[What this task involves] Put everything from the line containing "Please trace the outline of every instance of the dark" down to the line containing "73 100 L 66" into a two-column CSV with the columns text and mask. Each row should hold the lines leading up to a mask in text and that mask in mask, with each field quoted and line breaks replaced by spaces.
--- begin Records provided ---
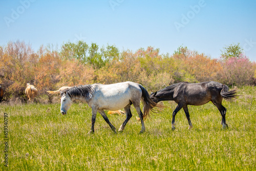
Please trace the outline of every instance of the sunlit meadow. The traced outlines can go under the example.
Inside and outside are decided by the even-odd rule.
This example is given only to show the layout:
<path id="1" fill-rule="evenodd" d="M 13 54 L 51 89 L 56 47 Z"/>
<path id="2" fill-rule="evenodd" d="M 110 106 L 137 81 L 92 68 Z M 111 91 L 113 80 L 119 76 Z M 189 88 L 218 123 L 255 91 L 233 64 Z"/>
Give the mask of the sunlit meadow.
<path id="1" fill-rule="evenodd" d="M 88 134 L 91 109 L 85 103 L 74 103 L 65 116 L 60 114 L 58 103 L 1 104 L 2 130 L 4 113 L 9 116 L 8 169 L 255 170 L 256 88 L 239 90 L 242 96 L 233 102 L 223 102 L 227 109 L 229 129 L 225 130 L 220 124 L 220 114 L 211 102 L 188 106 L 194 125 L 191 130 L 183 111 L 176 115 L 176 129 L 172 130 L 171 116 L 176 104 L 169 101 L 163 103 L 166 108 L 146 120 L 143 134 L 139 134 L 141 124 L 133 107 L 133 117 L 124 132 L 113 133 L 98 114 L 94 134 Z M 108 116 L 117 129 L 125 118 Z M 1 168 L 7 169 L 4 154 L 1 154 Z"/>

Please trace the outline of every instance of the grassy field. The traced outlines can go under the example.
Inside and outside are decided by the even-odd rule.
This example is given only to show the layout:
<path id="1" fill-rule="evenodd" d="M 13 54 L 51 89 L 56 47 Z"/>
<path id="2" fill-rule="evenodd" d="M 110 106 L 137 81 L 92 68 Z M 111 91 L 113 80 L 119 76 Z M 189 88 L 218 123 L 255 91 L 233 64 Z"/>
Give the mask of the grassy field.
<path id="1" fill-rule="evenodd" d="M 176 104 L 141 124 L 133 117 L 123 132 L 114 134 L 99 114 L 95 132 L 91 129 L 91 110 L 74 103 L 67 115 L 60 104 L 0 104 L 2 142 L 4 142 L 4 113 L 8 114 L 9 170 L 252 170 L 256 169 L 256 88 L 239 89 L 234 102 L 225 100 L 228 130 L 211 102 L 188 106 L 194 127 L 182 111 L 176 115 L 176 129 L 171 128 Z M 118 130 L 124 116 L 108 115 Z M 2 143 L 2 170 L 4 144 Z"/>

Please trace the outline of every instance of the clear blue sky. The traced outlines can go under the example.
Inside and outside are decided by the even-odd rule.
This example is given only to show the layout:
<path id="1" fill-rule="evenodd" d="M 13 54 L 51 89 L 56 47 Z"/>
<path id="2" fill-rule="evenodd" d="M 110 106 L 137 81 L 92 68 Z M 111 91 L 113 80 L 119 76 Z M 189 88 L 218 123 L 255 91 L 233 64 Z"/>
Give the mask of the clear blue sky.
<path id="1" fill-rule="evenodd" d="M 219 58 L 240 42 L 256 61 L 255 9 L 254 0 L 0 0 L 0 46 L 19 39 L 37 51 L 82 40 L 172 54 L 183 45 Z"/>

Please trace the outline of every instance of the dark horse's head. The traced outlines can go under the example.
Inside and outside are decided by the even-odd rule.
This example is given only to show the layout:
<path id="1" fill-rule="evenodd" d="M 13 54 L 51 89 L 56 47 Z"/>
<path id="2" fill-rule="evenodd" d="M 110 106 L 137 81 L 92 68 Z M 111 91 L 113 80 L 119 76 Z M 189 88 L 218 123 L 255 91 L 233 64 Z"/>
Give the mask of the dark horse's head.
<path id="1" fill-rule="evenodd" d="M 150 98 L 154 102 L 158 103 L 160 100 L 158 98 L 156 97 L 157 92 L 155 93 L 151 93 L 150 94 Z"/>

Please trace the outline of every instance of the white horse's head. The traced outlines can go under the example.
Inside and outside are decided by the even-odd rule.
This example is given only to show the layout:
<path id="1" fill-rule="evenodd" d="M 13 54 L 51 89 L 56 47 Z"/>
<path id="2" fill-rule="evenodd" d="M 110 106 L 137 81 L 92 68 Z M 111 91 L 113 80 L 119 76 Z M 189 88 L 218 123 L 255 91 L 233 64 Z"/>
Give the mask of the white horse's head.
<path id="1" fill-rule="evenodd" d="M 73 100 L 66 91 L 60 92 L 61 98 L 60 99 L 60 113 L 62 115 L 67 114 L 67 112 L 73 103 Z"/>

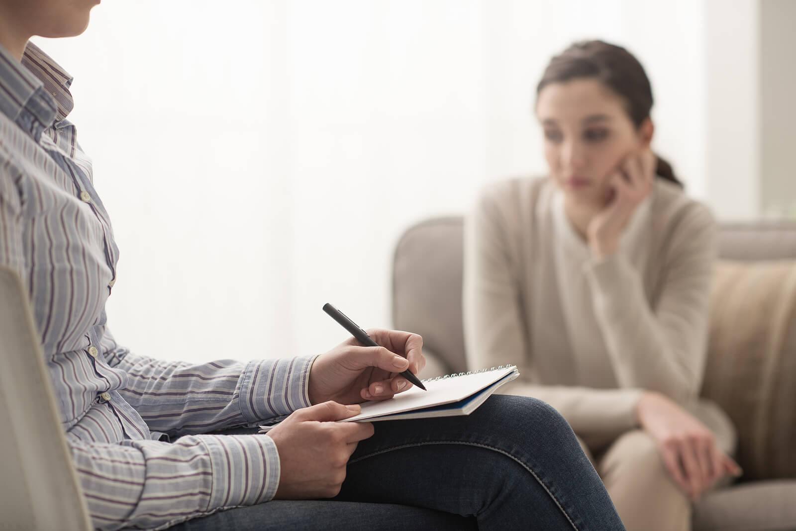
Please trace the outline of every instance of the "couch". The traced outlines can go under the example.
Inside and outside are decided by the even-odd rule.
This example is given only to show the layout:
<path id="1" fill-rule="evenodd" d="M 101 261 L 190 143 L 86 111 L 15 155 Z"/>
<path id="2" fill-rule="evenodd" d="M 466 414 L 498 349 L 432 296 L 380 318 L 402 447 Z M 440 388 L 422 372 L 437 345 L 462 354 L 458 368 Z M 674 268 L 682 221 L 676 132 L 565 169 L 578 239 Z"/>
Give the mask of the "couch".
<path id="1" fill-rule="evenodd" d="M 392 324 L 423 335 L 423 378 L 470 369 L 462 226 L 459 216 L 427 219 L 396 246 Z M 736 424 L 744 476 L 703 497 L 694 529 L 796 529 L 796 223 L 723 224 L 719 254 L 701 394 Z"/>

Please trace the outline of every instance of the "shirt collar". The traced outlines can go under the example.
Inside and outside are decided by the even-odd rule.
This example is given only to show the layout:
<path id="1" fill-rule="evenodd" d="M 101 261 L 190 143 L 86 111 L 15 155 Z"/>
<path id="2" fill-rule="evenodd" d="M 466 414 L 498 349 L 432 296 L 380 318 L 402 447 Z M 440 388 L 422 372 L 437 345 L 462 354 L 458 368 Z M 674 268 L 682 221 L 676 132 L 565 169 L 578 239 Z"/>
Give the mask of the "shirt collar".
<path id="1" fill-rule="evenodd" d="M 72 80 L 31 42 L 25 48 L 21 63 L 0 46 L 0 112 L 34 138 L 72 110 Z"/>

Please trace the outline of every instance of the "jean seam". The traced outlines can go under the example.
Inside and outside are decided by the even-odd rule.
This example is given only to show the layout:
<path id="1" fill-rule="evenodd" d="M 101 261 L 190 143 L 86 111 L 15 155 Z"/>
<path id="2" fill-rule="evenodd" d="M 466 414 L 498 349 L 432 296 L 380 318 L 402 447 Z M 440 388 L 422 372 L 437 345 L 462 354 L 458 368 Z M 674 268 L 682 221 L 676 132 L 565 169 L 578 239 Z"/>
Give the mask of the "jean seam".
<path id="1" fill-rule="evenodd" d="M 572 519 L 571 517 L 569 517 L 569 514 L 567 514 L 566 510 L 564 510 L 564 506 L 560 504 L 560 502 L 559 502 L 558 498 L 556 498 L 556 495 L 554 494 L 552 494 L 552 492 L 550 491 L 550 489 L 548 488 L 547 485 L 544 484 L 544 482 L 543 482 L 541 480 L 541 479 L 537 475 L 537 473 L 535 471 L 533 471 L 533 469 L 532 469 L 530 467 L 529 467 L 528 465 L 526 465 L 525 463 L 523 463 L 520 459 L 517 459 L 516 457 L 514 457 L 513 455 L 512 455 L 511 454 L 509 454 L 508 452 L 505 452 L 505 450 L 501 450 L 500 448 L 495 448 L 494 446 L 490 446 L 489 444 L 482 444 L 480 443 L 467 443 L 467 442 L 464 442 L 464 441 L 461 441 L 461 440 L 455 440 L 455 440 L 429 440 L 429 441 L 426 441 L 426 442 L 423 442 L 423 443 L 412 443 L 412 444 L 401 444 L 400 446 L 390 447 L 390 448 L 385 448 L 384 450 L 379 450 L 378 452 L 371 452 L 371 453 L 368 454 L 367 455 L 361 455 L 360 457 L 357 457 L 355 459 L 351 459 L 350 461 L 349 461 L 349 464 L 353 464 L 354 463 L 357 463 L 357 461 L 361 461 L 363 459 L 366 459 L 369 457 L 373 457 L 375 455 L 379 455 L 380 454 L 385 454 L 385 453 L 387 453 L 388 452 L 392 452 L 394 450 L 402 450 L 404 448 L 414 448 L 414 447 L 417 447 L 417 446 L 426 446 L 426 445 L 429 445 L 429 444 L 460 444 L 460 445 L 462 445 L 462 446 L 476 446 L 476 447 L 478 447 L 478 448 L 486 448 L 487 450 L 491 450 L 493 452 L 497 452 L 498 453 L 500 453 L 500 454 L 503 454 L 504 455 L 505 455 L 509 459 L 511 459 L 516 461 L 517 463 L 518 463 L 520 464 L 520 466 L 521 466 L 523 468 L 525 468 L 526 471 L 528 471 L 528 472 L 532 476 L 533 476 L 533 479 L 536 479 L 537 482 L 540 485 L 541 485 L 542 488 L 544 489 L 544 491 L 546 493 L 548 493 L 548 495 L 550 496 L 551 498 L 552 498 L 552 501 L 555 502 L 556 505 L 558 506 L 558 508 L 564 514 L 564 516 L 566 517 L 567 520 L 569 521 L 570 525 L 572 526 L 572 529 L 576 529 L 576 531 L 578 531 L 578 526 L 576 525 L 575 522 L 572 521 Z"/>

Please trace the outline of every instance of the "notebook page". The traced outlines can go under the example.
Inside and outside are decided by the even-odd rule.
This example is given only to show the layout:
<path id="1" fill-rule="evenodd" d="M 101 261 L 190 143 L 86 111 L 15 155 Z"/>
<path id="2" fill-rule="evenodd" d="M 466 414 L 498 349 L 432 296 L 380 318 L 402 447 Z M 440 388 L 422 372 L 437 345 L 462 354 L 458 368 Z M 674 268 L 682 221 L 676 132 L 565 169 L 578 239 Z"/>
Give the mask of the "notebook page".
--- end Records provided ---
[The output]
text,mask
"Please trace the outline of every instance of the dark horse's head. The traced outlines can go under the example. Inside and outside are decided by the even-odd rule. This example is given only to show the layout: <path id=""1"" fill-rule=""evenodd"" d=""M 13 54 L 51 89 L 56 47 Z""/> <path id=""2"" fill-rule=""evenodd"" d=""M 110 106 L 137 81 L 92 68 Z M 111 91 L 113 80 L 119 76 Z M 189 88 L 218 123 L 255 91 L 233 64 Z""/> Give the mask of the dark horse's head.","<path id=""1"" fill-rule=""evenodd"" d=""M 150 98 L 154 102 L 158 103 L 160 100 L 158 98 L 156 97 L 157 92 L 155 93 L 151 93 L 150 94 Z""/>"
"Please trace the outline of every instance of the white horse's head. The traced outlines can go under the example. Inside and outside are decided by the even-odd rule. This example is given only to show the layout: <path id=""1"" fill-rule=""evenodd"" d=""M 13 54 L 51 89 L 56 47 Z""/> <path id=""2"" fill-rule=""evenodd"" d=""M 110 106 L 137 81 L 92 68 Z M 111 91 L 113 80 L 119 76 Z M 189 88 L 218 123 L 255 91 L 233 64 Z""/> Give the mask of the white horse's head.","<path id=""1"" fill-rule=""evenodd"" d=""M 73 100 L 66 91 L 60 92 L 61 98 L 60 99 L 60 113 L 62 115 L 67 114 L 67 112 L 73 103 Z""/>"